RECORDS PROVIDED: Begin
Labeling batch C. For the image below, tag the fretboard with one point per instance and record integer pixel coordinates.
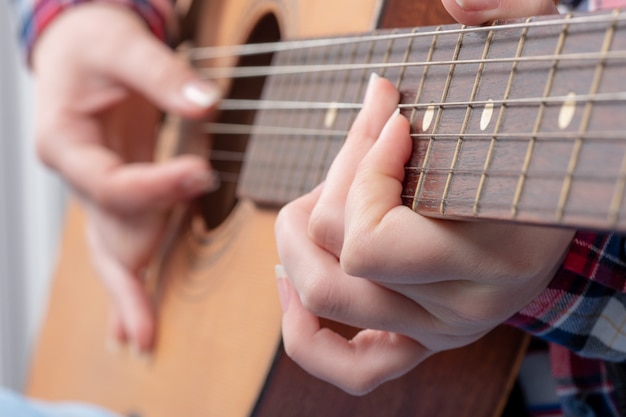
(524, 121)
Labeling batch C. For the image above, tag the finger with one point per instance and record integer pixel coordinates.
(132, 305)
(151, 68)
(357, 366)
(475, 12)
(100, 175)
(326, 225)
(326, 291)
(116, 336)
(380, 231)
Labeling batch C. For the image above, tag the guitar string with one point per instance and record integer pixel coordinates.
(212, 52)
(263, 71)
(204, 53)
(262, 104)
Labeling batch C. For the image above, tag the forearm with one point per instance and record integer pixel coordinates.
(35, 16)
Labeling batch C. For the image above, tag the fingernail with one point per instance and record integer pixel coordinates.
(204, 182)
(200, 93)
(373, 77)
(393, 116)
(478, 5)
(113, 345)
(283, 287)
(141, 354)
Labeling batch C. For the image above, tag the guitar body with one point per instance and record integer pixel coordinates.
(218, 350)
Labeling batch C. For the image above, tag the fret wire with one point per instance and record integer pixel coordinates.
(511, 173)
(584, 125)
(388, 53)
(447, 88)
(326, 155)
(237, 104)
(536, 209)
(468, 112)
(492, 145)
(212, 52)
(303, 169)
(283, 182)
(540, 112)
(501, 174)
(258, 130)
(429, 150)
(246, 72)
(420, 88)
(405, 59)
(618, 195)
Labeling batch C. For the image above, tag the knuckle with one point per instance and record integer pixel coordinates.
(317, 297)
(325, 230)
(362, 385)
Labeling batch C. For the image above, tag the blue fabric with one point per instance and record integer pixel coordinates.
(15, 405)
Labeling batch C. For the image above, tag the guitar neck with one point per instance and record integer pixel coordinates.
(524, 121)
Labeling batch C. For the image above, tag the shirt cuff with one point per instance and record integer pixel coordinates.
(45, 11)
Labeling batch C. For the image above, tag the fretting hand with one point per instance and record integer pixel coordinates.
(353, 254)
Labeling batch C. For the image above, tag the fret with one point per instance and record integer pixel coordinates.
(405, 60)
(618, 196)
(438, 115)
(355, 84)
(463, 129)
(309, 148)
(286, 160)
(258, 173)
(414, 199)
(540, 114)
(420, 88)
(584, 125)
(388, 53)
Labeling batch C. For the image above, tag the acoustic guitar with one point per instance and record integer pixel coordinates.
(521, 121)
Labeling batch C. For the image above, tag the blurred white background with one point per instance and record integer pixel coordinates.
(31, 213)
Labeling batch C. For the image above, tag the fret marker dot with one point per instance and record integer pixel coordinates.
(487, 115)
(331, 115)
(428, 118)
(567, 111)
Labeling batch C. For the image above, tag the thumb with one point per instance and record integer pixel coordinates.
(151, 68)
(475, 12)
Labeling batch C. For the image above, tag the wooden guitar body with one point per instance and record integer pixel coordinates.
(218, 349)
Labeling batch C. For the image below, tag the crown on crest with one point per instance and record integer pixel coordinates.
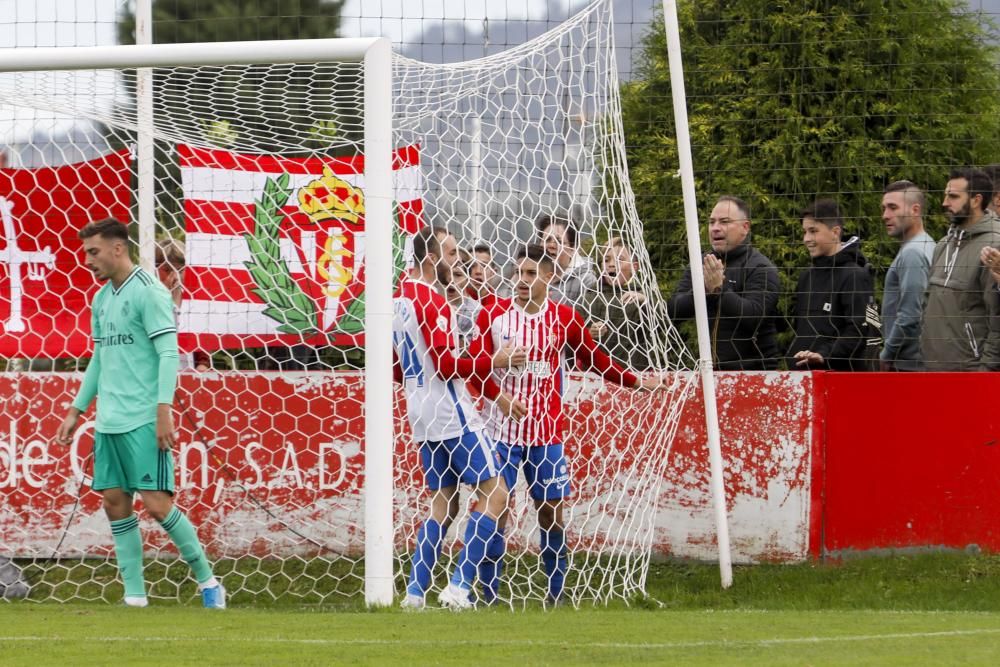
RECORDS PROVIDED: End
- ASSIGNED TASK
Pictures are to be left out. Everything else in the records must be written out exactly.

- RESPONSE FOR THIS EXERCISE
Labeling batch C. For the image below, tag the fretboard with one point per instance and record integer pixel coordinates.
(524, 121)
Labeling batch C. For the image above, tag the finger with one point per instance and record integer pixel coordinates.
(132, 305)
(151, 68)
(357, 366)
(475, 12)
(100, 175)
(326, 225)
(326, 291)
(116, 336)
(380, 231)
Labeling batch C. For the image above, tag the guitar string with one point per instance and record integer pixel coordinates.
(212, 52)
(263, 71)
(204, 53)
(262, 104)
Labeling batch C. For the image above, tag the forearm with one point per instance and record integer pixel coordinates.
(35, 16)
Labeling batch C. For the image above, tag the fingernail with one point per instance and record integer pixel coordinates.
(204, 182)
(200, 93)
(373, 77)
(393, 116)
(478, 5)
(113, 345)
(283, 287)
(141, 354)
Labeling batch C. For the image above, tag the guitar body with one point per instance and record integer pixel coordinates.
(218, 350)
Labeling batch C. For the image above, tag the fret wire with one point per instance and record integer pixel coordinates.
(511, 173)
(584, 125)
(388, 53)
(447, 88)
(326, 155)
(237, 104)
(536, 209)
(468, 112)
(492, 145)
(212, 52)
(303, 169)
(283, 182)
(540, 112)
(501, 174)
(258, 130)
(429, 150)
(246, 72)
(420, 88)
(405, 59)
(618, 195)
Labeling batch C. For the image above, tag the knuckle with one point per instance and record integer pixel coordinates.
(317, 297)
(325, 230)
(362, 385)
Labeling batch C. For the image above, tag the blue fabric with one point per instance and record integer pixel coordinates.
(15, 405)
Labeling batch C. For the image above, tag the guitar neck with one point per instance and record integer pixel coordinates.
(524, 121)
Labeling batch C. For the image above, tag the shirt cuff with one point per instance and record integer pixel coordinates.
(45, 11)
Labeling batch C. For the image above, tag the fretting hand with one point per instance and record integer pixel coordinates.
(353, 254)
Labeling batch C. For the image above, tag the fret with one point per instance and record integer pixel coordinates.
(405, 60)
(618, 196)
(438, 115)
(355, 84)
(463, 129)
(309, 148)
(286, 160)
(258, 173)
(414, 199)
(540, 114)
(420, 88)
(584, 125)
(388, 53)
Labeling batch C. For the image above, tag the acoustic guitar with one point per instance and record integer pixel coordinates.
(521, 121)
Labeling batch C. For the image above, tag the blurred white background with one point per instance and record integer pixel coordinates.
(31, 213)
Labeling batch C. For the image above, tag the fret marker dot with one point per instance and record integer pixel coordinates.
(487, 115)
(331, 115)
(428, 118)
(567, 111)
Labeling batch C. For the image above, tag the thumb with one point per instance and record integer pixel coordinates.
(151, 68)
(475, 12)
Labeling batch C. For the image above, tag the wooden guitar body with one point per instance and record integer pixel coordinates.
(218, 349)
Labeling batch C. For the image below, tag the crown on crest with one point per instance and record integer pixel coordinates.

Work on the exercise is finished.